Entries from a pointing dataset

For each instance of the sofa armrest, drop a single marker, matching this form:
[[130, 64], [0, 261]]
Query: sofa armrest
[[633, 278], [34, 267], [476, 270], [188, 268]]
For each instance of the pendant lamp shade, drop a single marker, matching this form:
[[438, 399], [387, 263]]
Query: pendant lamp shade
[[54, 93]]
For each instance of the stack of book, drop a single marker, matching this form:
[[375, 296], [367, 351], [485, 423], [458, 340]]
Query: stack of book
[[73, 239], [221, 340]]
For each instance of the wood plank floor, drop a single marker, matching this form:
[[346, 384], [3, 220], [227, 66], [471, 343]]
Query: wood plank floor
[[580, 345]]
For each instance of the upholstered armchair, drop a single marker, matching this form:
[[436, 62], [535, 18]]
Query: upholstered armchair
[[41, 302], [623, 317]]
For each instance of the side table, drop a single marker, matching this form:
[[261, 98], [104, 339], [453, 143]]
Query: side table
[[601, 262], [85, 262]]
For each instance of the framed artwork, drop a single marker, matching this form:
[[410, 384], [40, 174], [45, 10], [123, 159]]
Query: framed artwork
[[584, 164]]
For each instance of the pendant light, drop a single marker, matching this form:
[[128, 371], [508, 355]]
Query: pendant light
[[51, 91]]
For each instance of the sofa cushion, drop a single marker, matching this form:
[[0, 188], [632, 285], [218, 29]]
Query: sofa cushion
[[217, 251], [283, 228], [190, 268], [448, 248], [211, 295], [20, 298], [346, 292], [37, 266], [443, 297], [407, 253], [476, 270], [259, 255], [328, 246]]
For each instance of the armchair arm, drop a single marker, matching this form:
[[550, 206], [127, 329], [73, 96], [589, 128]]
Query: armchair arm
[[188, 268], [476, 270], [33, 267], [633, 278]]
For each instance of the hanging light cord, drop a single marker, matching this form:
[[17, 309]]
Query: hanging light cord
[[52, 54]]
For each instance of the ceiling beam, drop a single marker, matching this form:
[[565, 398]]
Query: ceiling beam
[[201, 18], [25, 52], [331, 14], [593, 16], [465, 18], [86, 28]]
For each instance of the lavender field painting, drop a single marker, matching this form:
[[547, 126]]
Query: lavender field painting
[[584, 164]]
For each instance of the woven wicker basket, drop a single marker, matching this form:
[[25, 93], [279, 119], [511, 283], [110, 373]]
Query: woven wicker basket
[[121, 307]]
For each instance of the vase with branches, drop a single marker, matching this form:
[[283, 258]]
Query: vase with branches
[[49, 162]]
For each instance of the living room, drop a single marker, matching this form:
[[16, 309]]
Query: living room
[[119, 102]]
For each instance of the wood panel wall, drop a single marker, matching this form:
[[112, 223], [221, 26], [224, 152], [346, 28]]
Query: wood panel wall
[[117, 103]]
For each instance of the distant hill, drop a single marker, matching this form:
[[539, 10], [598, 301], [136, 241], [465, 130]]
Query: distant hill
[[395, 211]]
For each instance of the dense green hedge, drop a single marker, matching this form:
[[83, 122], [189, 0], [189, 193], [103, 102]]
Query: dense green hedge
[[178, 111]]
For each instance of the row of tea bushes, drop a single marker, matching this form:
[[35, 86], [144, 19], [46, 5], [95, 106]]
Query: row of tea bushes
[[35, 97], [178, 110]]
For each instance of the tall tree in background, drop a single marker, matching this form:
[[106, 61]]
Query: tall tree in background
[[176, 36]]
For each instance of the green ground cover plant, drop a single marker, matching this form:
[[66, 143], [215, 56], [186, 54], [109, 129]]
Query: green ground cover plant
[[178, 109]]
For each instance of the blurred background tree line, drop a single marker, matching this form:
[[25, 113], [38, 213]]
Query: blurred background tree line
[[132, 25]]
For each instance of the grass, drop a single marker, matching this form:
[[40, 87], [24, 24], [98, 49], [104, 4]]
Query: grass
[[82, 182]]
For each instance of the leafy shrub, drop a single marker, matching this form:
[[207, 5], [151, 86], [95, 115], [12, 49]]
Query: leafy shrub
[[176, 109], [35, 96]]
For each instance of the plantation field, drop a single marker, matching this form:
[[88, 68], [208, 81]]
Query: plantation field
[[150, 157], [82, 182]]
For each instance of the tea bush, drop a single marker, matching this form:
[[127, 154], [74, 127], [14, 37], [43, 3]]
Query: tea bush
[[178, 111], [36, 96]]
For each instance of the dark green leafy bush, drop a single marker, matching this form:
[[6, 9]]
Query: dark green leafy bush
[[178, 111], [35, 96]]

Your goal
Write out the stretch of entries from the start through the line containing "255], [328, 246]]", requests included, offsetting every coordinate in the answers by -15 and leaving all else unchanged.

Task output
For each instance of the sofa armrest, drop a single marker, matching this form:
[[130, 64], [0, 261]]
Query: sofa armrest
[[618, 263], [19, 252], [461, 255], [173, 253]]
For each instance of the pendant lamp shade, drop a single marker, matching this form:
[[438, 399], [387, 263]]
Query: pendant lamp shade
[[39, 78]]
For each instance of the stack of book, drop a single marker, matching this form:
[[375, 296], [367, 351], [485, 423], [458, 340]]
Query: stack of book
[[58, 224], [206, 325]]
For each instance of the wood plank floor, drop a single marker, matching this form:
[[346, 384], [3, 220], [227, 66], [471, 343]]
Query: wood plank floor
[[565, 330]]
For each instance of the upholstered armchair, drop a single marker, matching this form:
[[436, 62], [535, 18]]
Query: upholstered armchair
[[26, 287], [608, 302]]
For each instance of the side table, drop a single marker, matching this form:
[[261, 98], [104, 339], [453, 143]]
Query: side table
[[586, 247], [70, 247]]
For each instance of the framed artwork, drop a single marker, matching this form:
[[410, 384], [40, 174], [45, 10], [123, 159]]
Query: framed artwork
[[569, 149]]
For each instance of the pendant light, drop a single marker, matching this form:
[[128, 371], [508, 355]]
Query: pendant light
[[36, 76]]
For each instance of the sofa cushion, drop a single marker, matching this form:
[[0, 188], [632, 285], [218, 29]]
Query: sofa cushion
[[202, 236], [268, 213], [175, 253], [433, 233], [196, 280], [5, 283], [331, 277], [22, 251], [428, 282], [392, 238], [461, 255], [244, 240], [313, 231]]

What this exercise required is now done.